→ **DATA RECORDS**:
:::

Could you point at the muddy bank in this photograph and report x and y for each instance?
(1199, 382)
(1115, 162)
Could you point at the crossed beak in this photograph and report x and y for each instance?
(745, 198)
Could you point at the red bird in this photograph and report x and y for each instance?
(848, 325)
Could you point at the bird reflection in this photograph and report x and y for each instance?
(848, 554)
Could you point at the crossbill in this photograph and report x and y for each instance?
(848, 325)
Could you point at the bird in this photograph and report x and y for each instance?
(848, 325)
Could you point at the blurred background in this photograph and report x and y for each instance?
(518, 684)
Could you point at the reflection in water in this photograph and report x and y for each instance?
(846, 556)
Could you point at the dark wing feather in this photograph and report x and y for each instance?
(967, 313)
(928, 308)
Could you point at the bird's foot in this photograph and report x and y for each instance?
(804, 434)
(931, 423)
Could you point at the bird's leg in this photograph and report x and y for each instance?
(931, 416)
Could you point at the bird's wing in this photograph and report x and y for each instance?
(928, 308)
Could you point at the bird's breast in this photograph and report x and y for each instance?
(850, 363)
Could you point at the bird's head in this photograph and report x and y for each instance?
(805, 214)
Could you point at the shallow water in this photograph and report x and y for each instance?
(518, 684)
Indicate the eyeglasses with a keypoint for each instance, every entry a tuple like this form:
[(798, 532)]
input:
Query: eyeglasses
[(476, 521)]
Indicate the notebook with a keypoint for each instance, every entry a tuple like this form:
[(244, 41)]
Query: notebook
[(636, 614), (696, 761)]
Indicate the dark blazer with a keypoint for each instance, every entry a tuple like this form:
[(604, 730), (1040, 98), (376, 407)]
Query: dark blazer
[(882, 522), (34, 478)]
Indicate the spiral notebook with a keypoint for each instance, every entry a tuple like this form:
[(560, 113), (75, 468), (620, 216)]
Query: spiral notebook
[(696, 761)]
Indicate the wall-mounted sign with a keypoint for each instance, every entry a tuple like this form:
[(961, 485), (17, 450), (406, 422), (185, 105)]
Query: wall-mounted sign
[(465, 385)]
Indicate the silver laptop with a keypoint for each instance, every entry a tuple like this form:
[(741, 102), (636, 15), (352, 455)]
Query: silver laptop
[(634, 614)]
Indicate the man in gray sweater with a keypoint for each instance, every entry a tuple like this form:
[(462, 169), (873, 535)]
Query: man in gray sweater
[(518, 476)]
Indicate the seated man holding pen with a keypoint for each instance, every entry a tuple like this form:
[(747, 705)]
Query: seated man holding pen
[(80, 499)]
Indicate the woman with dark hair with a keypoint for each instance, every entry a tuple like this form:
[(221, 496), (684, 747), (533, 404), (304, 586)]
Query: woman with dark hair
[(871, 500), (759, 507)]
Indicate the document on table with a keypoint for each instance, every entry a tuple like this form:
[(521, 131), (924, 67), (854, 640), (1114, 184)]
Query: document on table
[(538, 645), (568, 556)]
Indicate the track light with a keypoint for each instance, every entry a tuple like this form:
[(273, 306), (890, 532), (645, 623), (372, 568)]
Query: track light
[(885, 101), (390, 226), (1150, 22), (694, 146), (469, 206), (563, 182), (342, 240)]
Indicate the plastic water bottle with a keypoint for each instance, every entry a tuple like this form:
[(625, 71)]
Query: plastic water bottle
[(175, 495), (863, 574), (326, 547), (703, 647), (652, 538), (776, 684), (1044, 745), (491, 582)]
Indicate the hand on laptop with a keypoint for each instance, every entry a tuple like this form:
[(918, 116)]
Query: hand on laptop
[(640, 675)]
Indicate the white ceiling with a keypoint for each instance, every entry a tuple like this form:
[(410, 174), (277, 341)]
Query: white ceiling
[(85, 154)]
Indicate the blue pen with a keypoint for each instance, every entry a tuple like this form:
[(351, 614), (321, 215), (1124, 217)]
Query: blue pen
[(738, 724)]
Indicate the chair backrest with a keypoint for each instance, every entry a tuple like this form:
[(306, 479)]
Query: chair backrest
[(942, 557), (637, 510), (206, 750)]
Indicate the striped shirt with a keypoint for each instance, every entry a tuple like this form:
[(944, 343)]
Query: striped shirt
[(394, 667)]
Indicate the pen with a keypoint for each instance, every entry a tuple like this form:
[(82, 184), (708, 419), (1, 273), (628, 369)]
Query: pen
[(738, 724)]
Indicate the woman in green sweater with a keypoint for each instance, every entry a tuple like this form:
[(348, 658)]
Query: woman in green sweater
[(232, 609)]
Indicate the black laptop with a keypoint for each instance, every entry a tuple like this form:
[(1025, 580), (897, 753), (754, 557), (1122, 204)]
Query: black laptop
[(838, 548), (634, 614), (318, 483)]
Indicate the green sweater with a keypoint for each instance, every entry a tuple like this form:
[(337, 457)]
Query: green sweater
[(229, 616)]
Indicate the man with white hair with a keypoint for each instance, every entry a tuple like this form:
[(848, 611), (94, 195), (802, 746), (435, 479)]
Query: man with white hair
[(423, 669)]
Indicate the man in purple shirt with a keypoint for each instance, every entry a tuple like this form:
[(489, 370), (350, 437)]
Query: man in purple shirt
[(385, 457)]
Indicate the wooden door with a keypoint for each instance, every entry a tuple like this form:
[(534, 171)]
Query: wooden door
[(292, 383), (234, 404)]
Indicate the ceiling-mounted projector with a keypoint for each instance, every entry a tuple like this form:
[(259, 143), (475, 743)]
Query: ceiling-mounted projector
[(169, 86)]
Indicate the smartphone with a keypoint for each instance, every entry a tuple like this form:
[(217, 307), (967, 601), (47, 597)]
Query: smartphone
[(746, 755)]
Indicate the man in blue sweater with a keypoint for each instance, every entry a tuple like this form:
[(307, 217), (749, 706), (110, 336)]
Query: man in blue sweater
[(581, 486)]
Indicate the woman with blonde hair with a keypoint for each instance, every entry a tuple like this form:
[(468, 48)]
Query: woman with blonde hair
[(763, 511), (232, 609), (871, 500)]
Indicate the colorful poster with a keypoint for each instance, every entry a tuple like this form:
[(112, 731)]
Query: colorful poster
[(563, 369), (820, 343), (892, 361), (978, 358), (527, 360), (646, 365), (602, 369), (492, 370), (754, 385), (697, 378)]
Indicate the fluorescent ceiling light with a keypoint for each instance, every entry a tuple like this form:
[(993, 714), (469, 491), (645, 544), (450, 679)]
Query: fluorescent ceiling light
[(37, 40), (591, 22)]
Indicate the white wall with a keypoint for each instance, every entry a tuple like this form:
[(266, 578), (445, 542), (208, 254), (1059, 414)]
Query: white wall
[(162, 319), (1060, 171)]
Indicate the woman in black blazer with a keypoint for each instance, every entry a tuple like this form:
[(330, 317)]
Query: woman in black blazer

:::

→ **TASK DETAILS**:
Could you retype the entire listing exactly?

→ **SOLUTION FOR THIS TASK**:
Could you point at the muddy bank in this photograph and report x and y for each instance?
(1199, 382)
(1115, 162)
Could you point at the crossed beak in this photograph and report x and y for each instance?
(745, 198)
Could you point at the red bird in this photograph and report x and y for each instance?
(848, 325)
Could you point at the bird reflection in this photograph and report x and y for each instance?
(848, 554)
Could you point at the crossbill in this photograph and report x and y for each instance?
(848, 325)
Could you point at the bird in this photograph and report x and y for each instance?
(848, 325)
Could you point at the blurred background in this photograph and report x and y for each instance?
(518, 684)
Could you point at the reflection in water in this photograph and report x and y for each instance?
(846, 556)
Could you point at the dark wing feather in this photograph and report x and y for each instance?
(967, 313)
(928, 308)
Could you point at the bird's foot in this photograph and report x and y for each instance?
(804, 434)
(931, 423)
Could you point at the bird's leg in this photograph and report x and y for each instance?
(931, 416)
Could you point at the bird's wing in this photograph and report x and y for each instance?
(928, 308)
Could you point at the bird's breast in this photograph and report x and y for each instance?
(850, 363)
Could you point at the bird's head in this photograph and report x and y for each instance?
(805, 214)
Could you point at the shallow water in this photograph and report x and y for each instance?
(518, 684)
Indicate the eyeglasses with a keypoint for each instance, every entry a tuple like this form:
[(798, 532)]
input:
Query: eyeglasses
[(476, 521)]
Indicate the notebook with a keypoint for each instance, every entry a tuple like this form:
[(244, 41)]
Query: notebook
[(636, 614), (696, 761)]
Indicate the dark blazer with a keypoint for each instance, every entry a tuple like this form:
[(604, 730), (1040, 98), (376, 407)]
Query: dark blazer
[(882, 522), (34, 478)]
Indicate the spiral notebook with a keypoint for each instance, every entry a tuple like this form:
[(560, 113), (75, 468), (620, 216)]
Query: spiral notebook
[(696, 761)]
Indicate the wall-mounted sign with a keypoint for each instance, every entry a tuple like this form:
[(961, 485), (17, 450), (406, 422), (185, 105)]
Query: wall-mounted sign
[(465, 385)]
Indicate the silver laptop with a keypoint for each instance, every entry a tuple like this form:
[(741, 102), (636, 15), (352, 455)]
Query: silver laptop
[(634, 614)]
Indicate the man in gray sweater with a keypoint for each instance, every entry a tuple like this form:
[(462, 169), (873, 535)]
Query: man in gray sweater
[(518, 476)]
Indicate the seated man holding pen with a keypoint for each instance, every entry a tuple like this form:
[(747, 705)]
Query: seated man holding pen
[(80, 499)]
Indicate the woman with dark hair with a keypoint for each instance, every entry a tuple like this form:
[(221, 496), (684, 747), (533, 404), (304, 586)]
Query: woman with dark hair
[(871, 500), (759, 507)]
Indicate the document on table with a keypoint for each instance, every entry a tuple like this form:
[(521, 131), (924, 67), (854, 640), (1114, 184)]
Query: document on table
[(538, 645), (568, 556)]
Indicate the track light with a keypoint for each instance, every entry a tuple like this form:
[(273, 306), (890, 532), (645, 623), (372, 568)]
Query: track light
[(885, 101), (390, 226), (1150, 22), (694, 146), (469, 206), (563, 182), (342, 240)]
Indicate the plastic water bottle with a keypoint for each instance, every entry a tuple like this form:
[(625, 71)]
Query: plastic water bottle
[(175, 495), (863, 574), (326, 547), (703, 647), (652, 538), (776, 684), (1044, 745), (491, 582)]
Indicate the hand on laptop with a keypoint for each instance, every entry a tuple like this form:
[(918, 116)]
Query: hand on laptop
[(640, 675)]
Indicate the white ceiling with a keypoint for each instance, every entry a tuple like this form:
[(410, 174), (277, 341)]
Query: white ceiling
[(85, 154)]
Indicate the blue pen with a keypoint for each instance, every entry a tuple like this form:
[(351, 614), (321, 215), (1124, 217)]
Query: blue pen
[(738, 724)]
Indicate the chair backrest with a keypoint for each instance, every entry a tuple like this form:
[(306, 479)]
Query: chair backrest
[(942, 557), (637, 510), (206, 750)]
Indicate the striped shirt with a keypoint for each instance, every entry a tuple like this form:
[(944, 343)]
Query: striped shirt
[(394, 667)]
Indicate the pen with a keypoint for each instance, every entry a tuple like this form:
[(82, 184), (708, 419), (1, 273), (628, 369)]
Query: pen
[(738, 724)]
Indicate the woman in green sweater with a keypoint for each instance, every entry a tuple like this form:
[(348, 658)]
Query: woman in green sweater
[(232, 609)]
Indicate the black laptop with a keypoint for each instance, every entry a tuple like this form:
[(1025, 580), (897, 753), (754, 557), (1122, 204)]
Query: black laptop
[(838, 548), (634, 614), (318, 483)]
Indicate the green sweater with a keypoint for each instance, every entry a tuple like this form:
[(337, 457)]
Query: green sweater
[(229, 616)]
Indicate the man with white hair with a keypoint for each instance, every entry a tuple like this form:
[(848, 611), (94, 195), (802, 746), (435, 479)]
Query: man with white hair
[(423, 669)]
Indicate the man in purple shirt with a keypoint for each instance, every entry a tuple like this form:
[(489, 370), (350, 437)]
Query: man in purple shirt
[(385, 457)]
Indicate the wooden door with a keypoint for each instance, every entry a tuple like this form:
[(534, 171)]
Query: wooden door
[(292, 383), (234, 404)]
Indicate the ceiling-mounted projector with a keypoint for each instance, every entry a tuple like this form:
[(259, 143), (475, 743)]
Query: ceiling-mounted projector
[(169, 86)]
Indicate the smartphone with a keypoint for each instance, every entry a tuple like this form:
[(217, 307), (967, 601), (47, 597)]
Query: smartphone
[(746, 755)]
Indicate the man in blue sweater with a keypoint for each instance, every entry a tuple like this form:
[(307, 217), (749, 706), (110, 336)]
Query: man in blue sweater
[(581, 486)]
Indicate the woman with blonde hair with a keypoint for each instance, every entry a tuple like this form:
[(468, 48)]
Query: woman with blonde hair
[(763, 511), (232, 609), (871, 500)]
Indicate the colorful poster with a keypoint for each instance, every entry a tuple like this form:
[(112, 731)]
Query: colorful poster
[(563, 369), (820, 343), (892, 361), (978, 358), (527, 360), (646, 365), (602, 369), (492, 370), (754, 385), (697, 378)]
Indicate the fluorescent ceiling light with a keypoint for each instance, every entry a tuple like this form:
[(993, 714), (469, 491), (645, 544), (450, 679)]
Query: fluorescent ceiling light
[(37, 40), (591, 22)]
Indicate the white wall with a keypoint for each instance, every entry a tuple like this form:
[(266, 578), (445, 542), (208, 254), (1059, 414)]
Query: white wall
[(162, 319), (1060, 171)]
Indicate the woman in black blazer with a keypoint for each instance, every entry a tuple like this form:
[(330, 317)]
Query: woman in black blazer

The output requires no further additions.